ACTIONS TO TAKE:
A – In the blog post about trying a Paleo diet, which part of the writer's current routine is called clearly a no-no?
B – Extend the blog post about trying a Paleo diet, picking up right after its final line about starting work on the menu.

TEXT SEGMENT START

I’ve scanned a few things on the Paleo blogs related to slowing down on exercises, but I need to do a bit more investigation to figure out what that means.

Clearly, my post-workout protein shake is a no-no. That’s a tough pill to swallow, but I’ll figure out something. I’ll need to closely monitor my energy levels and prepare to tinker with my food options and when I eat.

The Cost Of Healthy Eating
The other difference – the potential hit to my pocketbook.  Organic foods, grass-fed meat, wild-caught fish, raw dairy…when reading the list of foods, I swear I could hear a “cha-ching!” sound, loud and clear.

So part of this little experiment will look at the costs of low carb vs. paleo. I’ve come across lots of articles on the cost difference of eating healthy vs. non-healthy foods. But I haven’t seen much on the cost of healthy vs. organic healthy.

After the first week, it’s possible I’ll make some changes to the types of foods I buy to avoid breaking the bank. Yes I want to get healthy, but you know a banana, organic or not, is still a banana.

As for Weight Watchers, I’ll need to do some research about the points value of some of these foods. I can’t image lard will have a low point count.  When eating low carb, I spend a lot of points on non-lean meats. I found I’m much more satisfied with non-lean cuts and lose the desire to binge or graze on food.  I’m wondering if Paleo’s grass-fed and organic cuts are more Weight Watchers friendly.

Time to start working on my menu.

TEXT SEGMENT END
SOURCE MATERIAL START

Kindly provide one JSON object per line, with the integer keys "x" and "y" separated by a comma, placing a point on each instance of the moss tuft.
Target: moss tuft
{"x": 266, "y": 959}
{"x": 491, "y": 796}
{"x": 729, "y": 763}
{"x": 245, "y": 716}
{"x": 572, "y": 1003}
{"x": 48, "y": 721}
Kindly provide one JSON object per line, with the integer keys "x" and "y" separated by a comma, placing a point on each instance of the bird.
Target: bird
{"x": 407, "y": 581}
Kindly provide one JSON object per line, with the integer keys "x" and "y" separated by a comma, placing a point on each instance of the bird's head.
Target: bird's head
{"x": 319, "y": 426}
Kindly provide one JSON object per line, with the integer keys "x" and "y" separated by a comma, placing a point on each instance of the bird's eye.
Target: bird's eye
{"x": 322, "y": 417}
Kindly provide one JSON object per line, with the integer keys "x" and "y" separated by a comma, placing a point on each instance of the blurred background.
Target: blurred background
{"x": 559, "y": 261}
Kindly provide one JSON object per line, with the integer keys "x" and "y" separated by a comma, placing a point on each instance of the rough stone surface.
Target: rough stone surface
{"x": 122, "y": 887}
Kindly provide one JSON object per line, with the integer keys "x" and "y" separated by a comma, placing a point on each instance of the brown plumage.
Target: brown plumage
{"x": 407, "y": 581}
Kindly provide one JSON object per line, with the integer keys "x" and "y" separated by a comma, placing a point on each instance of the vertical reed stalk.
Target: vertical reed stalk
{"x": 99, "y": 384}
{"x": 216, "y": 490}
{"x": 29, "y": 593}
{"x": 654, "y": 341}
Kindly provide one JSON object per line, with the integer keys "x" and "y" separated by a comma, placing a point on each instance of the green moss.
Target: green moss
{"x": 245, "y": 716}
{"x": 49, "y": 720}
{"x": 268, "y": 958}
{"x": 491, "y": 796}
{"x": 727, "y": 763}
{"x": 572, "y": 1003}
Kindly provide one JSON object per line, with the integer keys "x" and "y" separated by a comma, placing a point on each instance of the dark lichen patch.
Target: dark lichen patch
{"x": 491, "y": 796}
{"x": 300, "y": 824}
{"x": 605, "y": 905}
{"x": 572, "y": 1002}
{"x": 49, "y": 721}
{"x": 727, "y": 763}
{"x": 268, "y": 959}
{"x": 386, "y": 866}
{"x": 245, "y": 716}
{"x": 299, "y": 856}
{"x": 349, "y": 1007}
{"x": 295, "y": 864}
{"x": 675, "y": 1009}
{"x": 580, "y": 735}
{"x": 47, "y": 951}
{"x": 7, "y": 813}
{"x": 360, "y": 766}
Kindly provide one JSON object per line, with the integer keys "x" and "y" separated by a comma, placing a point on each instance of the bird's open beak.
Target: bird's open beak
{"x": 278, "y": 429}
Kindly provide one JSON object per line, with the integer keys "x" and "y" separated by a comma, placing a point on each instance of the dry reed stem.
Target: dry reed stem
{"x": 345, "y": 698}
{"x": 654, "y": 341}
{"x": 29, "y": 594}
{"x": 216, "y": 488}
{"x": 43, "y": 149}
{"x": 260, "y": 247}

SOURCE MATERIAL END

ANSWERS TO THE EXERCISES:
A – The writer's post-workout protein shake.

B –
Roasted Red Pepper Soup For Start of Fall

Fall's almost here? That means it's time for soup.

Fall’s almost here? That means it’s time for soup.

I’m seeing fall colors on our trees. The turning of the leaves signals the start of soup season for me.

I love making my own stews, soups and stocks. Mixing and matching my own ingredients…creating great flavors…how could you not love that?

The real beauty of home-made soups? Soup is hard to screw up. It’s very forgiving.

So what’s on tap for the weekend?  Roasted Red Pepper Soup. Yum.

Recipe Changes
Today, I’m working on converting my soup recipes from high to low carb. Most are easy to alter.  Just replacing one veggie with another.

For other recipes, I’m looking for ways to replace flour and cornstarch as thickeners. Slimy, bad tasting low carb thickeners are plentiful.  It looks like pureed vegetables and heavy cream will be my thickening staples.

But I might experiment with two options I’ve come across on the Paleo Diet forums – vegetable gum, and nut butters and meals.

  • Vegetable Gum – Gums like xanthan and guar suck out moisture and leave a gel. A little goes a long way. Too much gum and soups and sauces become gooey rather than creamy.
  • Nut Meal and Nut Butters – My friends following the Paleo Diet swear by their nuts. Nut meal doesn’t clump like flour (bonus).  However, both the meal and butters increase my carb count. So I’ll need to use caution.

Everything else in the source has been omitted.